Exercise objective:
In the records below, how many lines contain the string "hull"? The match is case-sensitive; give only the number.

Records for the exercise:
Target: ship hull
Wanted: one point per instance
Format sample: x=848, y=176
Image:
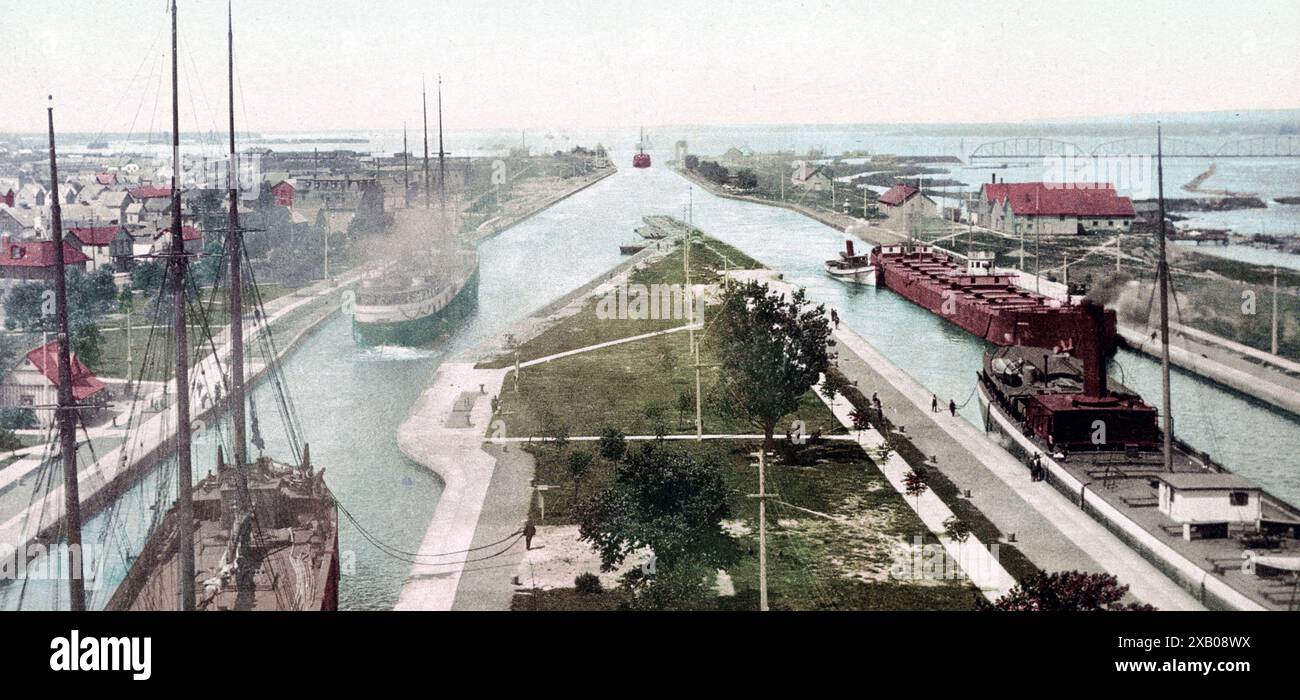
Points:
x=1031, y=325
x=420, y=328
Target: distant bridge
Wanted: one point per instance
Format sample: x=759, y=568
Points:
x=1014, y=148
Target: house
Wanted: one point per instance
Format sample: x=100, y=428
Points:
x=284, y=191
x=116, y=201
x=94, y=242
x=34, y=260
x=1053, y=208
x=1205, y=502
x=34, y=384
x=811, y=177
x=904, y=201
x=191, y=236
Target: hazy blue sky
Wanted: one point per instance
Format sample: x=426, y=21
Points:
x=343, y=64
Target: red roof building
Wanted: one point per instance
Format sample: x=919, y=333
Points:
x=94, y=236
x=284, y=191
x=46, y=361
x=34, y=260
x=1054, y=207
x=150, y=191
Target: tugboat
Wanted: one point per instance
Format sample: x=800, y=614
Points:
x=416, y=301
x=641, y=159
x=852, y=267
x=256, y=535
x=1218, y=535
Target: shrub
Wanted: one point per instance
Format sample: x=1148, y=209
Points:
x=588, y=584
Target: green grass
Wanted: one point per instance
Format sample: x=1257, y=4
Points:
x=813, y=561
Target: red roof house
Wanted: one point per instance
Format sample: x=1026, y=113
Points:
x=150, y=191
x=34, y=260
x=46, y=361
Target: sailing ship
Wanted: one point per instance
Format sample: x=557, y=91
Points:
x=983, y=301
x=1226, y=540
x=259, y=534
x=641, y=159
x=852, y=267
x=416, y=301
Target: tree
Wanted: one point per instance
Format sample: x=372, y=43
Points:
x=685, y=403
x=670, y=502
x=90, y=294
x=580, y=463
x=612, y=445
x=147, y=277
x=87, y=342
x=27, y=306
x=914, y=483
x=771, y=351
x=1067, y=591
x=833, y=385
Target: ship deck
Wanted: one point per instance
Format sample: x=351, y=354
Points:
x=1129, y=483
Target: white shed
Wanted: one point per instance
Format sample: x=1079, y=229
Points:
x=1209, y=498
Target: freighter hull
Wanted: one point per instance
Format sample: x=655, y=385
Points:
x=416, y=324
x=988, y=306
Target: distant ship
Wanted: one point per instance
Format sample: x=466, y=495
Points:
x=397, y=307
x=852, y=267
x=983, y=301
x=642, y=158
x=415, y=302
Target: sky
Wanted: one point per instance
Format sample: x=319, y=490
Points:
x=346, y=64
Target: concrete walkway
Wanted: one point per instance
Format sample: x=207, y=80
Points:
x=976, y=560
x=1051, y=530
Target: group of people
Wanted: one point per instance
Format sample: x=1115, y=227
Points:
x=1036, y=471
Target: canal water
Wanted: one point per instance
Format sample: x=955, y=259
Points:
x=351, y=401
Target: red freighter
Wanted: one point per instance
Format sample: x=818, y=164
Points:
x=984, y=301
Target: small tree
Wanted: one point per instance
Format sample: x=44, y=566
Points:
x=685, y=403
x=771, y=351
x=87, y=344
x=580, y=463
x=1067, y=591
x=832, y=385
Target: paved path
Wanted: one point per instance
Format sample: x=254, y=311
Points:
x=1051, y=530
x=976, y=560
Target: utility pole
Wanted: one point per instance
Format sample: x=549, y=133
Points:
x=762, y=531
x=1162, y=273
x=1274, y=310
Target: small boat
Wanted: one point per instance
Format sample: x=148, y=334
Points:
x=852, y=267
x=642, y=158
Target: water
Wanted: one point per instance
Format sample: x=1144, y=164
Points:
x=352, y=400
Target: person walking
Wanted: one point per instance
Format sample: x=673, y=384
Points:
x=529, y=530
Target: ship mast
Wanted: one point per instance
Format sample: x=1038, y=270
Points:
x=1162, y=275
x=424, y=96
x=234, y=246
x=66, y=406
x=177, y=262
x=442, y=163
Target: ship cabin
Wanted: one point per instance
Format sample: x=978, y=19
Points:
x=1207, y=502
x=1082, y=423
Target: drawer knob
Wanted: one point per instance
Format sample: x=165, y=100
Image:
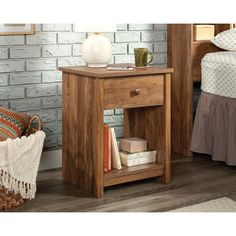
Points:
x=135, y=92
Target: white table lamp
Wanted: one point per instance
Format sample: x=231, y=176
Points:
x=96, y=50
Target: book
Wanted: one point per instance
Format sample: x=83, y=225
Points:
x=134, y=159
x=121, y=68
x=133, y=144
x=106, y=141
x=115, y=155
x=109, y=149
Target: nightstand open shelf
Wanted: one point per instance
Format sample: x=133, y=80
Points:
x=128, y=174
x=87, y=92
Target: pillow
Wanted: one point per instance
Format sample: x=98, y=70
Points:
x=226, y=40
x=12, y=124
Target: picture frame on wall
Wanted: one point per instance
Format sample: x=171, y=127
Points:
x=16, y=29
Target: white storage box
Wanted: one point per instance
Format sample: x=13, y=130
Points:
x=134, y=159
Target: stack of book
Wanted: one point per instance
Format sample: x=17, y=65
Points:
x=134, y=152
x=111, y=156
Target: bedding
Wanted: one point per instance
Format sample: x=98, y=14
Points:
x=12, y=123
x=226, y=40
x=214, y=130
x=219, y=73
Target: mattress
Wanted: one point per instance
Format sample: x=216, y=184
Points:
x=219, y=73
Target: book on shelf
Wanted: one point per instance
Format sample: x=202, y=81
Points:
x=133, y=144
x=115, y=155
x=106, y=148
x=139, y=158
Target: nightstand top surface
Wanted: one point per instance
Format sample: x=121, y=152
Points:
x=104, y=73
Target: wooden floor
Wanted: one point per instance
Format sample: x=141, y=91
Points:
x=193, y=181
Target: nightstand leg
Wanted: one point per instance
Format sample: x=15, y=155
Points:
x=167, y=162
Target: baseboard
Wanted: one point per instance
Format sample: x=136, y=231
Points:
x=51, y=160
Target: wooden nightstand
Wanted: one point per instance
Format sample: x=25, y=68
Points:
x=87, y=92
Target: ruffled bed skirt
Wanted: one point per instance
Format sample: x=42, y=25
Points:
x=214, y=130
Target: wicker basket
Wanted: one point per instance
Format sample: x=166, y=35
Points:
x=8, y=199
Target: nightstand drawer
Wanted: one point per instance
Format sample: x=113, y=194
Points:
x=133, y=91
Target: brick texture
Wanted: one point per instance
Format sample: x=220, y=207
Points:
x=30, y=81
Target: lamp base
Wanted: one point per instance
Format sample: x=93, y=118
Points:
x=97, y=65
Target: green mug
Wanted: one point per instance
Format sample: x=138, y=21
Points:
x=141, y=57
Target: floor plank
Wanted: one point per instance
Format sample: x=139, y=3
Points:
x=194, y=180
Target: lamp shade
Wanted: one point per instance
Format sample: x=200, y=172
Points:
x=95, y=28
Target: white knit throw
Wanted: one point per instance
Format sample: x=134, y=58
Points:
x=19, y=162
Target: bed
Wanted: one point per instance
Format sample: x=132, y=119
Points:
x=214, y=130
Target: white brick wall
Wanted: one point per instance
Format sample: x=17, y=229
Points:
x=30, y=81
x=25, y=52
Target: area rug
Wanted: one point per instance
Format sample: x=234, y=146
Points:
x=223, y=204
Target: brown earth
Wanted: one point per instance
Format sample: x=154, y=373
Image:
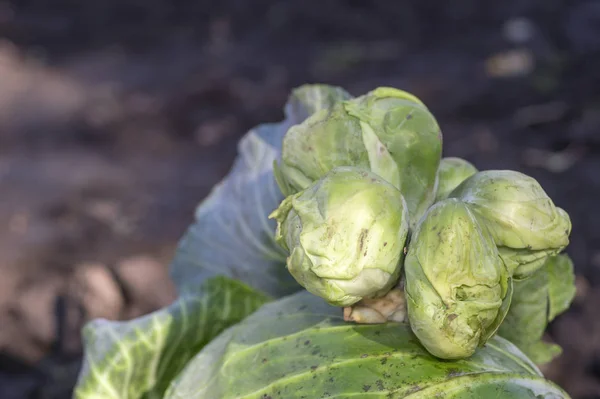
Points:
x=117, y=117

* * *

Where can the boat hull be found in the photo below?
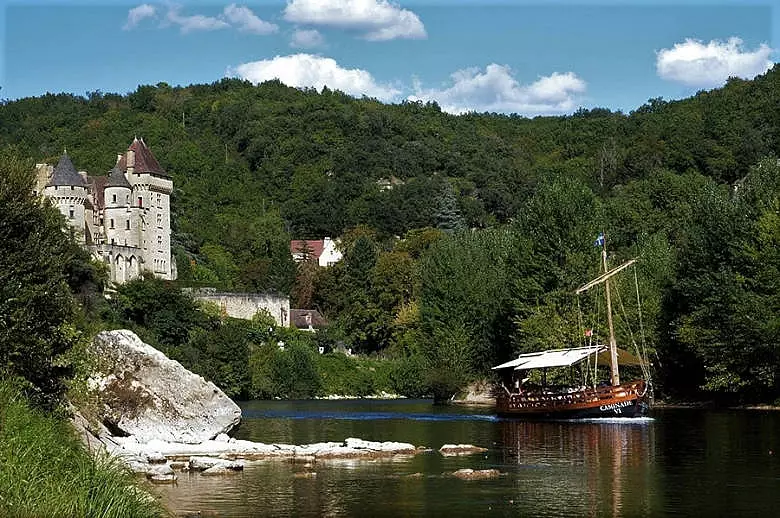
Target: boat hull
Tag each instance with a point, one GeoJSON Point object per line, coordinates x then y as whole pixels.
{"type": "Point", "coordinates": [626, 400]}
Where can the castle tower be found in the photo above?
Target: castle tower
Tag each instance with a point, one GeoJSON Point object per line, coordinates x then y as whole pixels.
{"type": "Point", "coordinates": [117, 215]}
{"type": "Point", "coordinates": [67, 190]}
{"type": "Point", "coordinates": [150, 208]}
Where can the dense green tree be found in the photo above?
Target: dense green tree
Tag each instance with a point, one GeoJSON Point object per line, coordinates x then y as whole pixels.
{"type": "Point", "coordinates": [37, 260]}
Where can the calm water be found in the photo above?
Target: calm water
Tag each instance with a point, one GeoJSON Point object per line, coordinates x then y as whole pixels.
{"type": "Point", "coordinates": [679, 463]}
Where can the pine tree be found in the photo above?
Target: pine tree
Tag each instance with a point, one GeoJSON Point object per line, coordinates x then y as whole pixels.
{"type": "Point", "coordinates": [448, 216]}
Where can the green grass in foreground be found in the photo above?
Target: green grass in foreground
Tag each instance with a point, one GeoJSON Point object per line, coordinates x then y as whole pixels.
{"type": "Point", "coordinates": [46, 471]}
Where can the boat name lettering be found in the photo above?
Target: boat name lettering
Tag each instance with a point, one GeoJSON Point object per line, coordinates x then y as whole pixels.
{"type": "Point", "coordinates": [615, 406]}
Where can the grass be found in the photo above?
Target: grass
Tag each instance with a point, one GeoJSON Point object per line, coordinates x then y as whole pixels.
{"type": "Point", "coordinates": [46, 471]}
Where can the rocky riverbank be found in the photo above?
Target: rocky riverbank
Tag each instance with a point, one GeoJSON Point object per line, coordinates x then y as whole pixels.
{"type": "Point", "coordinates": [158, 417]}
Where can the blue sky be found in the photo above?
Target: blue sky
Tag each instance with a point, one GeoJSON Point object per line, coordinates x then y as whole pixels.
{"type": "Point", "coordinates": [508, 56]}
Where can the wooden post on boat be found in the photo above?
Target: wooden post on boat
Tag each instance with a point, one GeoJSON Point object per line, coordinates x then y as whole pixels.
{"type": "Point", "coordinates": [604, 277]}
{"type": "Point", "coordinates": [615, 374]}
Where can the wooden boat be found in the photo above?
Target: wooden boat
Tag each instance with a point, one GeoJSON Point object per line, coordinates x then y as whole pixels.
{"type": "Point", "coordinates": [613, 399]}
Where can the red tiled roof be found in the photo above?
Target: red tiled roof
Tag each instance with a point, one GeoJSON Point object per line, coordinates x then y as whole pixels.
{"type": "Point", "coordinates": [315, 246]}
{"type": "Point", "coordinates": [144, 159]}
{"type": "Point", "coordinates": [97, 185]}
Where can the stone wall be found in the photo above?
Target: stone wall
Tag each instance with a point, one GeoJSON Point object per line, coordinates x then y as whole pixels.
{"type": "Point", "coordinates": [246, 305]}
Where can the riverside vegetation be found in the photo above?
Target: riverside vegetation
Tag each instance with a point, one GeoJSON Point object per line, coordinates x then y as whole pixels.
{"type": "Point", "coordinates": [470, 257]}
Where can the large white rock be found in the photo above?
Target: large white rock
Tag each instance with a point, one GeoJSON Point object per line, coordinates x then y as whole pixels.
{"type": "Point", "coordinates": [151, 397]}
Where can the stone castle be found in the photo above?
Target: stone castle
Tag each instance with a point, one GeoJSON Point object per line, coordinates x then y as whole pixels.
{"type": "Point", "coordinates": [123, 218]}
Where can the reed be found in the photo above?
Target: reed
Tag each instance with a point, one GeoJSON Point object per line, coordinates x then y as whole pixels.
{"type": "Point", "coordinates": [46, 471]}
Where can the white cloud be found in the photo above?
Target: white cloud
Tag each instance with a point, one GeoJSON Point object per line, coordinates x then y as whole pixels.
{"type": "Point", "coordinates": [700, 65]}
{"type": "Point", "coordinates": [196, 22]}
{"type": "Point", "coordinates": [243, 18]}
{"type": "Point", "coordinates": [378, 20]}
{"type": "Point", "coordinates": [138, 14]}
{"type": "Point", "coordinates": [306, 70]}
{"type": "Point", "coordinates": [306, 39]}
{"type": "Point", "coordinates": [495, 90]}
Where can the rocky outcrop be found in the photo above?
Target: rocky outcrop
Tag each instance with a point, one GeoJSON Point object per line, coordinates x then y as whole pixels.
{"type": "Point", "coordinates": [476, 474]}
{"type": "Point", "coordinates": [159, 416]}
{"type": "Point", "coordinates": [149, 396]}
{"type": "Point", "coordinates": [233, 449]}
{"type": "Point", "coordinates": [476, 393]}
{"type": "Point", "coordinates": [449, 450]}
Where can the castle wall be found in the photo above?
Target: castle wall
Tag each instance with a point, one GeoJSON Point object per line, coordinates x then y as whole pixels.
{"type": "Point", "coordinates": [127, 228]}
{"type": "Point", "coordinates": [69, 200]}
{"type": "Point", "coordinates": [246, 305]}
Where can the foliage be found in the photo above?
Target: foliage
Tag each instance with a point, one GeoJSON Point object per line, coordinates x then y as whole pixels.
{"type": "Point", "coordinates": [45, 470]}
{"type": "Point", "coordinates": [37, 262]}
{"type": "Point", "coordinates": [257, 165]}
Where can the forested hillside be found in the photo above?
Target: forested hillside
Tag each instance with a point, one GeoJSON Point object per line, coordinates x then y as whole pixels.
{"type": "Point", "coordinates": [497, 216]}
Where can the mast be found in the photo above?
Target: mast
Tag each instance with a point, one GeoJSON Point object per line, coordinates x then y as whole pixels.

==

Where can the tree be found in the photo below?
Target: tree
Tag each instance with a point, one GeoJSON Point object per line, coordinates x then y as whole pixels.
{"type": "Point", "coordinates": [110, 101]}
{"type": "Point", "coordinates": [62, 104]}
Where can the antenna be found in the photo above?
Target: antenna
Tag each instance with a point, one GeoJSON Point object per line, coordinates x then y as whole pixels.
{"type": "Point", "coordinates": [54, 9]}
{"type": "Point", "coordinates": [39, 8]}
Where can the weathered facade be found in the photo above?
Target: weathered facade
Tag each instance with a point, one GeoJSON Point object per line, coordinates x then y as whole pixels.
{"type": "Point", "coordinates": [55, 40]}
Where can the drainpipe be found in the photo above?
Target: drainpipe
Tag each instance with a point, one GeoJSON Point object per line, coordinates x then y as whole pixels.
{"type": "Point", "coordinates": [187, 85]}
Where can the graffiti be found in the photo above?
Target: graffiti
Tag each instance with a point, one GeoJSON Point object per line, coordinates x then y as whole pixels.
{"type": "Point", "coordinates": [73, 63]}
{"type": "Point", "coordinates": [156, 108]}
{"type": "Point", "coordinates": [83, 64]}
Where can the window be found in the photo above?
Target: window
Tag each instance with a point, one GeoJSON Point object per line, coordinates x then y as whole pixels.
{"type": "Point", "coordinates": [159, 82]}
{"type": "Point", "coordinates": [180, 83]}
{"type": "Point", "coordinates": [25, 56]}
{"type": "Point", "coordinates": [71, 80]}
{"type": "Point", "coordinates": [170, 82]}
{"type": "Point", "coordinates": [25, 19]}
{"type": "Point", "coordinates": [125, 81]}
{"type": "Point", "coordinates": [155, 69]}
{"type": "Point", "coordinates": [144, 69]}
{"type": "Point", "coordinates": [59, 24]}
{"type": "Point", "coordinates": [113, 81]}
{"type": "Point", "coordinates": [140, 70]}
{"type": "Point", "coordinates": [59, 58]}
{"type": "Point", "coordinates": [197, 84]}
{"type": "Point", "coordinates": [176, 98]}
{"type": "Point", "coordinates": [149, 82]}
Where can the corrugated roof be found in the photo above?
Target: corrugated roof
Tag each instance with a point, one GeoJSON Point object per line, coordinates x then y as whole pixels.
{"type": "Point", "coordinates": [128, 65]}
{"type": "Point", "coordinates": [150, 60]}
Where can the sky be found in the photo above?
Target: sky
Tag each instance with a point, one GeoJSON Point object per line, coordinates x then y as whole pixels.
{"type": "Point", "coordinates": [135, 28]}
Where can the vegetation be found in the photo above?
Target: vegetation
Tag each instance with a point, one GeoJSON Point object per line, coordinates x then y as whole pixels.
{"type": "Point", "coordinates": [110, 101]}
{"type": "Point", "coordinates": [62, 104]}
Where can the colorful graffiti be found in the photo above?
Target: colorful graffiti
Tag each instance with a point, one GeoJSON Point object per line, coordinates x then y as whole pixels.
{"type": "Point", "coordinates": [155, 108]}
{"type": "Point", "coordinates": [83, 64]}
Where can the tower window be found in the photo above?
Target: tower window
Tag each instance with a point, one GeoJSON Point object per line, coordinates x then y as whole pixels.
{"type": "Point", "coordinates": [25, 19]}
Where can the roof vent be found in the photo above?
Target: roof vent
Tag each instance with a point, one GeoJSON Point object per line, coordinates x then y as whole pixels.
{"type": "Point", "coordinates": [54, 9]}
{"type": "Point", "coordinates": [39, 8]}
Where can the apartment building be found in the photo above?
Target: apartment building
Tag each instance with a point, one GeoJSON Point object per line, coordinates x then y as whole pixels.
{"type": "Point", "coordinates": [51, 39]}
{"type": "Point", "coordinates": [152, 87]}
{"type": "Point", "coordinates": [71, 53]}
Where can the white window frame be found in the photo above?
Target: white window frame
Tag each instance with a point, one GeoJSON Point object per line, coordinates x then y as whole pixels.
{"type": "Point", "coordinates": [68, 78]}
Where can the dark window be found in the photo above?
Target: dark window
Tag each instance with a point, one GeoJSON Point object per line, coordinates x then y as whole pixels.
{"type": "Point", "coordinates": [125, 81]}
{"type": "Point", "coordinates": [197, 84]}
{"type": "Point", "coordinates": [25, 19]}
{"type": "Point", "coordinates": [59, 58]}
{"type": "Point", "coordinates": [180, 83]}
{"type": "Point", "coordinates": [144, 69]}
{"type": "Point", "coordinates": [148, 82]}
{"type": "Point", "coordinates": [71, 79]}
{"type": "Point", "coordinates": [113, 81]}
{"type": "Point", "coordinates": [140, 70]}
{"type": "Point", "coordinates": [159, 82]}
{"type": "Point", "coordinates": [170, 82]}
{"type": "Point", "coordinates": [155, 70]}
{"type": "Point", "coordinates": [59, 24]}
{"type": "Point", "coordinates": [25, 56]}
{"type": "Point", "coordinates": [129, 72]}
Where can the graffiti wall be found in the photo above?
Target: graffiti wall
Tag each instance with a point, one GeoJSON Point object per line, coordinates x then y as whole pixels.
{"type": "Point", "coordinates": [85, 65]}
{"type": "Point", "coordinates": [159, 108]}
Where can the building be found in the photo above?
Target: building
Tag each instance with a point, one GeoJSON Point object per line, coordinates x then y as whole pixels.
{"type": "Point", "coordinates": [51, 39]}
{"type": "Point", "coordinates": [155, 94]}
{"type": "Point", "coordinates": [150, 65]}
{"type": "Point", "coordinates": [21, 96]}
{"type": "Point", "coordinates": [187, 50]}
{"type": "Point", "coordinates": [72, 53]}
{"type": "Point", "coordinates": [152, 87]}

Expected answer:
4